### Given problem
Edit the items starting at the line that has "spot the harbor building." and running through the end of the items, replacing "cruise ship" with "passenger liner" and leaving everything else unchanged. Give back only those lines.

Items from a point labeling set
# # # # # # #
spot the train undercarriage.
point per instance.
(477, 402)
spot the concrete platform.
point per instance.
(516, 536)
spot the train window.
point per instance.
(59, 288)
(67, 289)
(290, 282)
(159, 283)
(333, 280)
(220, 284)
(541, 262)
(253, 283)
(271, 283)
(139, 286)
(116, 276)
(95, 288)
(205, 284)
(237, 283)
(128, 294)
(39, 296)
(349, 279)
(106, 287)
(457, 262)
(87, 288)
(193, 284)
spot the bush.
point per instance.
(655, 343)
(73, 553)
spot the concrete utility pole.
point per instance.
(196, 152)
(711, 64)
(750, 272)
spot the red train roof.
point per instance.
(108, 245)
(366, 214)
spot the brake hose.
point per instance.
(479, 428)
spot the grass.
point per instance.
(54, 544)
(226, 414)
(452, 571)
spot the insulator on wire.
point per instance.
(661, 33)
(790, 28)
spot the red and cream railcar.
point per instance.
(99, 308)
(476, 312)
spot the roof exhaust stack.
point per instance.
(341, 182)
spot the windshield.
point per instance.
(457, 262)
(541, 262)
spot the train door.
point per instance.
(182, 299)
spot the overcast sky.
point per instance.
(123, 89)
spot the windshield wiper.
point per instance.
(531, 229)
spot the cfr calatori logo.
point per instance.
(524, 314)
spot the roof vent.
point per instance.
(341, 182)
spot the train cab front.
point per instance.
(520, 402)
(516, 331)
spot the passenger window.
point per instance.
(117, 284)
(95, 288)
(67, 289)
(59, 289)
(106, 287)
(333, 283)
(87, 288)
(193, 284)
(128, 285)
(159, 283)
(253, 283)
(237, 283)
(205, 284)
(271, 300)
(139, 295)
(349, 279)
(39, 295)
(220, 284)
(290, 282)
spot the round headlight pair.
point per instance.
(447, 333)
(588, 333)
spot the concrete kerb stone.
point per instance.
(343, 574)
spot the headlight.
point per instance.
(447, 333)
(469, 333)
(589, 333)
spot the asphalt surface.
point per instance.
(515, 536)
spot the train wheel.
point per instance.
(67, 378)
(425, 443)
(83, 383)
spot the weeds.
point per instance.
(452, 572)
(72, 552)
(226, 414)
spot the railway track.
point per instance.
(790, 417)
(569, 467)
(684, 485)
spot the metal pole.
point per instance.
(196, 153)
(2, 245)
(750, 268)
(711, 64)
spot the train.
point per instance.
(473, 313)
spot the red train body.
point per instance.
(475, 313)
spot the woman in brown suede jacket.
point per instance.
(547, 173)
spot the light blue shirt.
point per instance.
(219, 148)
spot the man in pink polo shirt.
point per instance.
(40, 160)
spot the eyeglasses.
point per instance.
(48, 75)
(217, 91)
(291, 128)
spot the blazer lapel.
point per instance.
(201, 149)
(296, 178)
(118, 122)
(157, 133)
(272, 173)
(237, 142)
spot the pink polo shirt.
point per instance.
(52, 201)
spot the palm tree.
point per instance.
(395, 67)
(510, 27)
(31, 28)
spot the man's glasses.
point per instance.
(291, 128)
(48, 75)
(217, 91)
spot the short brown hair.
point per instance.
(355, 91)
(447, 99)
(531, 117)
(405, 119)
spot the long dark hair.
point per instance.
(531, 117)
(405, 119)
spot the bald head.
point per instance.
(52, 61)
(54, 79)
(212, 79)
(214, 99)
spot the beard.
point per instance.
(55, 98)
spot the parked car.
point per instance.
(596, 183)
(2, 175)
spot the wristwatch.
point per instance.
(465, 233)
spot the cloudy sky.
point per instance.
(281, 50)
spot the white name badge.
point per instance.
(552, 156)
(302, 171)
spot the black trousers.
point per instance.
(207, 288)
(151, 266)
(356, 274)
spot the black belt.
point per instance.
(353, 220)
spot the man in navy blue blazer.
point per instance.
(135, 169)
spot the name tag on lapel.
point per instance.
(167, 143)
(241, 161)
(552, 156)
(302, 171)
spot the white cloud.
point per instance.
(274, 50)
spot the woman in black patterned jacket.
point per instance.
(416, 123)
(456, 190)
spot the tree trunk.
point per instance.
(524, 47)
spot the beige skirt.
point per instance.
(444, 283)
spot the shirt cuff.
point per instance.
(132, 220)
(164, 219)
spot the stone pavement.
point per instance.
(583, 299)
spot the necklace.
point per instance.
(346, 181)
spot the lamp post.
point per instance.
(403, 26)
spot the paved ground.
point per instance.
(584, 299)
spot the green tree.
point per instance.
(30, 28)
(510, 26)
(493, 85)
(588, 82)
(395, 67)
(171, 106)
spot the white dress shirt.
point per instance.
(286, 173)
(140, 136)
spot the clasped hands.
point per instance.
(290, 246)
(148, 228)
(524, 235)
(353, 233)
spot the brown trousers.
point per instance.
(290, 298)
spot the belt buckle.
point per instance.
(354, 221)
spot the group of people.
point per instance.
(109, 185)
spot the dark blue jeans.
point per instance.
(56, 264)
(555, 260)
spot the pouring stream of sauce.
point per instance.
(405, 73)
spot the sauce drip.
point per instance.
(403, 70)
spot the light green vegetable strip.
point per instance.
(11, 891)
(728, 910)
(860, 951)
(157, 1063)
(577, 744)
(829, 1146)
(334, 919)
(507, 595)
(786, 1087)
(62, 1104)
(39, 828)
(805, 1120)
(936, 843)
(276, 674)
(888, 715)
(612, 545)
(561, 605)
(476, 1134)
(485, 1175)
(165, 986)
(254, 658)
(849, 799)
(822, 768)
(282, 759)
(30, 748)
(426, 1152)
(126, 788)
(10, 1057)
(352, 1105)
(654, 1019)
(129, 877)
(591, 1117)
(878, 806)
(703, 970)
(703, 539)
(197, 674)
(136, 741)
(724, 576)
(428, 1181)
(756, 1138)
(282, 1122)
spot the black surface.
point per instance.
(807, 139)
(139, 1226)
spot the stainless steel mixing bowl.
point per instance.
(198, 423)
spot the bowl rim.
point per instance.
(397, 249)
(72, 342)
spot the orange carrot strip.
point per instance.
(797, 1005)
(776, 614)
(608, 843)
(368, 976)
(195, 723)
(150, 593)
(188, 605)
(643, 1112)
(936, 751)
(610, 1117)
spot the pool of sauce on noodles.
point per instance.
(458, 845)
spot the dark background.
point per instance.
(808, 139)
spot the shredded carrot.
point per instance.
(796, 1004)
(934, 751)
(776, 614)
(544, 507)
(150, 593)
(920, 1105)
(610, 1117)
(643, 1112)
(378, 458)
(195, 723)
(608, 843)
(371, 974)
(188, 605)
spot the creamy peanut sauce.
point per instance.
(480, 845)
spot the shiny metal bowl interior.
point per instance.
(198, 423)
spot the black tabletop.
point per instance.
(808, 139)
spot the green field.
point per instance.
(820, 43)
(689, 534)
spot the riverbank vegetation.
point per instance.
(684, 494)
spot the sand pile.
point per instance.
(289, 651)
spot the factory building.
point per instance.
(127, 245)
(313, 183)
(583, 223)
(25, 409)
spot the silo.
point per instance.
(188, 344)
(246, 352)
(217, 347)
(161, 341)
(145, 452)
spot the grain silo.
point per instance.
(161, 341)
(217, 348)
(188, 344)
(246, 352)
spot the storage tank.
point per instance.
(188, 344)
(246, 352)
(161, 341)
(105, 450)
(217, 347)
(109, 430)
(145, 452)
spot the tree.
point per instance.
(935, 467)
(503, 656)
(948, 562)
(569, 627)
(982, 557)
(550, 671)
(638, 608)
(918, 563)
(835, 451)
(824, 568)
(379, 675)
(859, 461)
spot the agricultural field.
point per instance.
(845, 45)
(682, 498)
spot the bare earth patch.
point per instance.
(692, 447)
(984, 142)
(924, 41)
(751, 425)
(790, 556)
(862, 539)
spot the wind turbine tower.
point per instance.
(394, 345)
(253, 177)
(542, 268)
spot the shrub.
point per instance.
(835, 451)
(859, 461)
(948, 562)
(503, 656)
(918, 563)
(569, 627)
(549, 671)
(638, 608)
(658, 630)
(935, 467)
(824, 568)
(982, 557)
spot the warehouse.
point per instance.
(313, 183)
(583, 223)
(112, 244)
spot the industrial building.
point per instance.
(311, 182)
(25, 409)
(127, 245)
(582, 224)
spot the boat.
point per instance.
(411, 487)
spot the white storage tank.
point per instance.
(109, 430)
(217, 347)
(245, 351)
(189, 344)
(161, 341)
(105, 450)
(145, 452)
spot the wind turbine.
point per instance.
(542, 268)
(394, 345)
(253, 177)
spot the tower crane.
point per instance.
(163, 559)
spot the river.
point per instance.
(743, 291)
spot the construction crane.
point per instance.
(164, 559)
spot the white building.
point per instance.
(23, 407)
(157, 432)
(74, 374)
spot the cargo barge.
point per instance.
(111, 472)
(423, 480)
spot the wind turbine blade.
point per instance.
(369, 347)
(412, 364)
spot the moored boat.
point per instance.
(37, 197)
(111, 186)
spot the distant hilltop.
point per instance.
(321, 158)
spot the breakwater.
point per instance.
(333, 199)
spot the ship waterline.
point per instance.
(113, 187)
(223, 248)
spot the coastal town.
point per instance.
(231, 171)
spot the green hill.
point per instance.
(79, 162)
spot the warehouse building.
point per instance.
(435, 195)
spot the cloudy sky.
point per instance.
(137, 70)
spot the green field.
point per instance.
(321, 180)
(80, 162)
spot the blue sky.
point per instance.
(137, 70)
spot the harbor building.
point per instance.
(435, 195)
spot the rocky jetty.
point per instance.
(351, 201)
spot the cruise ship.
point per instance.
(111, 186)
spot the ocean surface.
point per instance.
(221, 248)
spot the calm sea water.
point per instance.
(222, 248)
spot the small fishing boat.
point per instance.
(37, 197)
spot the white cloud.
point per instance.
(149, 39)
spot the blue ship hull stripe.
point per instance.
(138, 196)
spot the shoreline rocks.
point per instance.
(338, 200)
# # # # # # #
### Output of the task
spot the harbor building.
point per instance.
(435, 195)
spot the rocky jetty.
point per instance.
(351, 201)
spot the passenger liner.
point per instance.
(111, 186)
spot the ocean surface.
point per instance.
(221, 248)
spot the calm sea water.
point per instance.
(222, 248)
spot the small fishing boat.
point per instance.
(37, 197)
spot the white cloud.
point per instance.
(149, 39)
spot the blue ship hull stripe.
point per instance.
(138, 196)
spot the shoreline rocks.
point per instance.
(338, 200)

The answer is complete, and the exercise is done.